■ Entries shown
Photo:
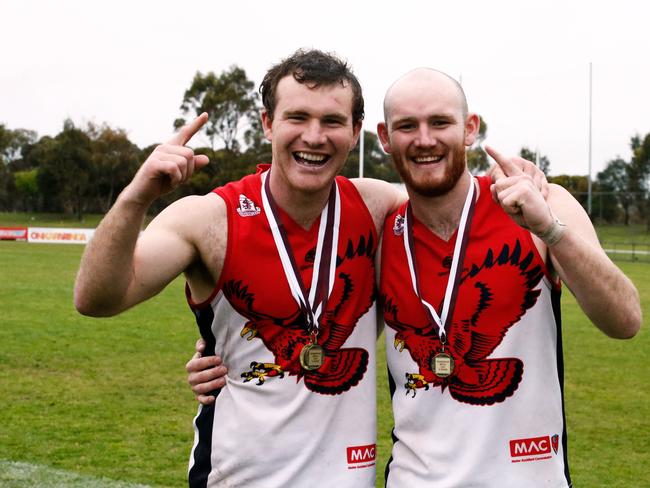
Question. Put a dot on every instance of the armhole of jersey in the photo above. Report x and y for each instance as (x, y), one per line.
(348, 187)
(226, 259)
(485, 182)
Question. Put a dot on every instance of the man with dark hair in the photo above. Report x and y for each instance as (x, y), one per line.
(280, 276)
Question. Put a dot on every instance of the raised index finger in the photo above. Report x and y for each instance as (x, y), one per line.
(508, 167)
(186, 132)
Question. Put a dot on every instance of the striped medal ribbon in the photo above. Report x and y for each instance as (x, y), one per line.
(312, 305)
(442, 363)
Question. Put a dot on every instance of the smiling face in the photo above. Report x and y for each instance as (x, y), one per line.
(311, 134)
(426, 130)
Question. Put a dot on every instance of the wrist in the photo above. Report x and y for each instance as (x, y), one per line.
(553, 233)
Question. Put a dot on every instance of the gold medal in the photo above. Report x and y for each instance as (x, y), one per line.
(442, 365)
(312, 357)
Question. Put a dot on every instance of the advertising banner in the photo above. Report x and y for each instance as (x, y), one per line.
(59, 236)
(13, 233)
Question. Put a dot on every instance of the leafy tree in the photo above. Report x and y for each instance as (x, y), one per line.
(477, 160)
(544, 163)
(639, 173)
(65, 169)
(229, 99)
(614, 183)
(376, 163)
(13, 142)
(115, 160)
(27, 193)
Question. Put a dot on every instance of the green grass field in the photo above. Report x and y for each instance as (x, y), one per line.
(107, 399)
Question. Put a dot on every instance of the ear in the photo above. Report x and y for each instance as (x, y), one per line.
(267, 122)
(472, 126)
(382, 133)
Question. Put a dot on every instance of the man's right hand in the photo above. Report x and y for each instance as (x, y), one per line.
(168, 166)
(206, 374)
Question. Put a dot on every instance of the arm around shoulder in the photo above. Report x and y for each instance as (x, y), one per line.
(605, 294)
(380, 197)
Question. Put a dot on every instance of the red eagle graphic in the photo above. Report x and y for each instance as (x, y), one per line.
(286, 336)
(491, 299)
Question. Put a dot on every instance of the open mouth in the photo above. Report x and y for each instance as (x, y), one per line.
(310, 159)
(429, 159)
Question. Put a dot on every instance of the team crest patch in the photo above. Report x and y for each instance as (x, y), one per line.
(398, 226)
(247, 207)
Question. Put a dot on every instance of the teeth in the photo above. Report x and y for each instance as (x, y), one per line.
(428, 159)
(314, 158)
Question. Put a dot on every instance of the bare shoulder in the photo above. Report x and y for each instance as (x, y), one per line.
(380, 197)
(195, 211)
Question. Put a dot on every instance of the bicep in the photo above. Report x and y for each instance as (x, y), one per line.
(162, 252)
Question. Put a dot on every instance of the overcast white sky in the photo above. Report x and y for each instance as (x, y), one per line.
(524, 64)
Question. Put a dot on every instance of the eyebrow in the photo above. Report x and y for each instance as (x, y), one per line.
(328, 116)
(435, 117)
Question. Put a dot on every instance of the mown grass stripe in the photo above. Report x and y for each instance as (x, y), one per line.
(24, 475)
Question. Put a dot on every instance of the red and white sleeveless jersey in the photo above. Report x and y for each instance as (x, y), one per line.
(498, 420)
(276, 424)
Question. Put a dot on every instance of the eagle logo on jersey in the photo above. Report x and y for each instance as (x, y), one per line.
(286, 336)
(491, 298)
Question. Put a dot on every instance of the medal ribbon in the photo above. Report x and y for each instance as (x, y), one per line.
(453, 282)
(322, 280)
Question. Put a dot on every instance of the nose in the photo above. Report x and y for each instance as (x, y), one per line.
(314, 135)
(425, 138)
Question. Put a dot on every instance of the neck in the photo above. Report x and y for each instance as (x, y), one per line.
(304, 207)
(441, 214)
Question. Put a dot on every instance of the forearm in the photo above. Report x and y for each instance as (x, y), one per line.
(106, 271)
(604, 293)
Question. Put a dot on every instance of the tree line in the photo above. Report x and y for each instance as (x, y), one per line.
(83, 169)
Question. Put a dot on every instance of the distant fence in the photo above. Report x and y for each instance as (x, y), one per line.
(626, 251)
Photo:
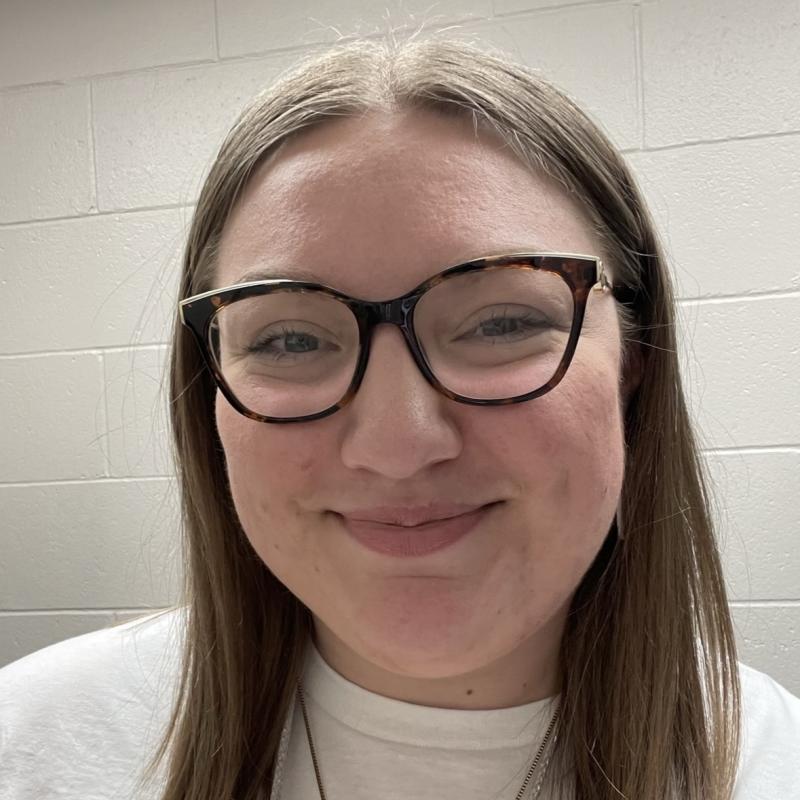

■ Instruction
Filter the records above down to the lines that contain the word "white", copying each matching line in full.

■ Answer to this task
Question. Put a dot on every instance of the overcast white sky in the photo above. Report x and y for each instance as (x, y), one per line.
Question. Put a dot on every instance of the red and white sleeveless jersey in the photo above. Report x and y for each instance as (x, y), one per line.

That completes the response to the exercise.